*** Text passage Section Begins ***

Software & Data Management
The proprietary EMS-ET Data Manager software provides cross-platform (Windows/macOS/Linux) support for firmware configuration, real-time telemetry visualization, gap-filling interpolation, statistical aggregation (hourly/daily means, min/max, regression, correlation matrices), and export to CSV, NetCDF, or SQL formats. Time-series analysis includes automated diurnal pattern detection, stress index derivation (e.g., crop water stress index, CWSI), and fluorescence parameter normalization against ambient PAR and leaf temperature. Audit logs record all user actions, parameter changes, and firmware updates. Cloud synchronization enables role-based access control (RBAC), RESTful API integration with LIMS or GIS platforms, and automated alerting via SMTP/SMS upon threshold violation (e.g., sustained stomatal conductance decline >20% over 48 h).
Applications
- Quantifying drought response mechanisms across genotype panels in field-based phenotyping trials
- Validating evapotranspiration models (e.g., Penman-Monteith) using direct sap flow and micrometeorological inputs
- Assessing photoinhibitory damage under UV-B exposure or heavy metal stress via kinetic chlorophyll fluorescence profiling
- Monitoring root architectural plasticity in response to nitrogen gradient treatments using time-lapse rhizotron imagery
- Calibrating remote-sensing indices (e.g., NDVI, PRI) against ground-truthed physiological metrics
- Supporting IPCC AR6-relevant flux studies on carbon–water coupling in agroforestry systems
FAQ
Is the EMS-ET system suitable for deployment in remote off-grid locations?

*** Text passage Section Ends ***

Write the next part of the EMS-ET system description, picking up right after its final line.

*** Data Section Begins ***

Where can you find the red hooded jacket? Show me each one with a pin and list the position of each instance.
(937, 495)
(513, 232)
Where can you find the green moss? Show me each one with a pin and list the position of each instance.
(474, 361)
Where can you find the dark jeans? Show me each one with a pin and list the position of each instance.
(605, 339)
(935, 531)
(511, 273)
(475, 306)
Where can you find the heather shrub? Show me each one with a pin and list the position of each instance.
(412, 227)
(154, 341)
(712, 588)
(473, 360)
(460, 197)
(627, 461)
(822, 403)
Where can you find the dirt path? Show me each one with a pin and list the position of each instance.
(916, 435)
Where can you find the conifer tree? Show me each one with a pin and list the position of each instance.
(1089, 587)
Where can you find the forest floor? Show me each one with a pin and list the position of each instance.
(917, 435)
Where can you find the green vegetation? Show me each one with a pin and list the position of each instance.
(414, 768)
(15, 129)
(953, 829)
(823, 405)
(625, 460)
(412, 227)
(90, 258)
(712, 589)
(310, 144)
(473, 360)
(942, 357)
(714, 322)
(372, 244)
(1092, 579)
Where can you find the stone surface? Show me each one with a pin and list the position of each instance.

*** Data Section Ends ***

Reply:
Yes—its ultra-low-power design, wide-temperature-rated components, and dual-energy options (solar + Li battery) enable continuous operation without grid connectivity for >12 months.
Can the chlorophyll fluorescence module operate autonomously without external triggering?
Yes—the unit features an internal RTC and programmable scheduler, enabling unattended OJIP acquisition at user-defined intervals without host PC connection.
Does the system support third-party sensor integration beyond the listed modules?
Yes—via analog voltage/current inputs, SDI-12, RS-485 Modbus RTU, and custom ASCII protocols; technical documentation includes register maps and calibration templates.
How is data security ensured during wireless transmission?
All 4G/EDGE/GPRS sessions employ TLS 1.2+ encryption; cloud storage utilizes AES-256 at rest; local SD cards support hardware-level write-protection switches.
What level of technical support is provided post-purchase?
Includes lifetime firmware updates, remote diagnostics via TeamViewer-assisted session, and access to an online knowledge base with SOPs, calibration videos, and peer-reviewed application notes.